» **What to do**: Pull out every line below that contains the string "house", matching case exactly.

"""

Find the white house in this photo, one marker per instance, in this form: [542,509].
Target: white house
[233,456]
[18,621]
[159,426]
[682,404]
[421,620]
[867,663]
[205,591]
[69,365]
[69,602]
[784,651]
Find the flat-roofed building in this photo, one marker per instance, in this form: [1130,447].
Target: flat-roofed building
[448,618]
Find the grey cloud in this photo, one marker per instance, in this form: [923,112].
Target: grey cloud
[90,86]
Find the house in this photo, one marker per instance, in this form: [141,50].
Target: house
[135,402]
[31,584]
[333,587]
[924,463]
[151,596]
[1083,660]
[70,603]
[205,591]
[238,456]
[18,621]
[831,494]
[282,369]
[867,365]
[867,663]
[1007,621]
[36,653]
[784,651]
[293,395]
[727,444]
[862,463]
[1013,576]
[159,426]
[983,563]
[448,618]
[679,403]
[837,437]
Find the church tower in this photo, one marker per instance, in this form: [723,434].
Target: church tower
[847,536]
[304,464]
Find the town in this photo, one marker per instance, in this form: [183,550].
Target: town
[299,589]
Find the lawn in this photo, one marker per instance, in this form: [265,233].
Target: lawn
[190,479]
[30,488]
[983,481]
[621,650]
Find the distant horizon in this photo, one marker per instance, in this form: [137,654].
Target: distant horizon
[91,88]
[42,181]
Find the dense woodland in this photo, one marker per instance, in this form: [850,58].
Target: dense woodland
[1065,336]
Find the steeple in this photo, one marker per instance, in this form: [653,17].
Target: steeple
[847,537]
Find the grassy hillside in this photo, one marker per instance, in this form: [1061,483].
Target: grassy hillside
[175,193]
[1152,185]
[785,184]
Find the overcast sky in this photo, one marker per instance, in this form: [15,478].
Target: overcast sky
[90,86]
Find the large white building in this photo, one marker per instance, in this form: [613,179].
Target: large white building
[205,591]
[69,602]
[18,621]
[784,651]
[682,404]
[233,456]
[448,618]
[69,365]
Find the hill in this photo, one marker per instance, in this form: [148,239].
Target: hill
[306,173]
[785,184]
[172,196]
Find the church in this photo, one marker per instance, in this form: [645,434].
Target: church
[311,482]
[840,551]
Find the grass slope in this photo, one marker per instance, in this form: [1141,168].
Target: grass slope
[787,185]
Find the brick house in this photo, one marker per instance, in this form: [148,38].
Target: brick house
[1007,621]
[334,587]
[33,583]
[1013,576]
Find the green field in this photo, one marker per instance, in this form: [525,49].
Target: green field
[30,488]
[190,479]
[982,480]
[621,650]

"""
"""

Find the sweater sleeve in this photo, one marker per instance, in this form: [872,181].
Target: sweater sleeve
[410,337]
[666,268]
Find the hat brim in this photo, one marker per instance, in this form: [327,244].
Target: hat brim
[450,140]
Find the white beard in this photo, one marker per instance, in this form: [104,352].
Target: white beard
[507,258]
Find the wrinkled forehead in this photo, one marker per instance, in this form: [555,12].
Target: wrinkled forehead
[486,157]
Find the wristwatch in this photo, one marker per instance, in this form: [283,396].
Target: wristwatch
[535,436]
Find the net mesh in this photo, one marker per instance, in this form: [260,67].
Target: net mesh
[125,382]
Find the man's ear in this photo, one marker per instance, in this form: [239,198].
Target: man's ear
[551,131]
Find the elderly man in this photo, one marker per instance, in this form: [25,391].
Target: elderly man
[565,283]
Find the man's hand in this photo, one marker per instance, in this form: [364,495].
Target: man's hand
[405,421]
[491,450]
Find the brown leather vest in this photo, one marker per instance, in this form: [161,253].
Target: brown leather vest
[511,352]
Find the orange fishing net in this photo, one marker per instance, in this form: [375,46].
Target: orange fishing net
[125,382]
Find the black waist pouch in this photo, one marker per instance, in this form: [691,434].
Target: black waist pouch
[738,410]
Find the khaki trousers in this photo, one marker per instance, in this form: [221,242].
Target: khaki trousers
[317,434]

"""

» **Solution to this exercise**:
Find the white house in this photo, one marker per instance, in this form: [542,509].
Target: white house
Find the house in this photo, one marker per instance, in this form: [141,50].
Target: house
Find the brick house in this photo, one marker per instance, in this form: [148,38].
Target: brick house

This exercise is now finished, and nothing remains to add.